◆ What to produce:
Edit the records below by changing "out-of-focus" to "blurry" and keeping every other line the same.

(Detection records)
· · · · ·

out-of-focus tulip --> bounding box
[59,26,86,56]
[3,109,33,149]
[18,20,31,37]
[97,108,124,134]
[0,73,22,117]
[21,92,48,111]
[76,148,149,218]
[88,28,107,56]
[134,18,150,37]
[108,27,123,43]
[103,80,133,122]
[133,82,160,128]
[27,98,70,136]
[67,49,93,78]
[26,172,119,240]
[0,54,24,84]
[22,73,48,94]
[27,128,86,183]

· · · · ·

◆ Reply to the task:
blurry tulip --> bounding box
[59,26,86,56]
[3,109,33,149]
[18,20,31,37]
[97,108,124,134]
[0,73,22,117]
[21,92,48,111]
[76,148,149,218]
[88,28,107,56]
[134,18,150,37]
[108,27,123,43]
[103,80,133,122]
[133,82,160,128]
[27,98,70,136]
[67,49,93,78]
[26,172,119,240]
[0,54,24,84]
[22,73,48,94]
[27,128,86,183]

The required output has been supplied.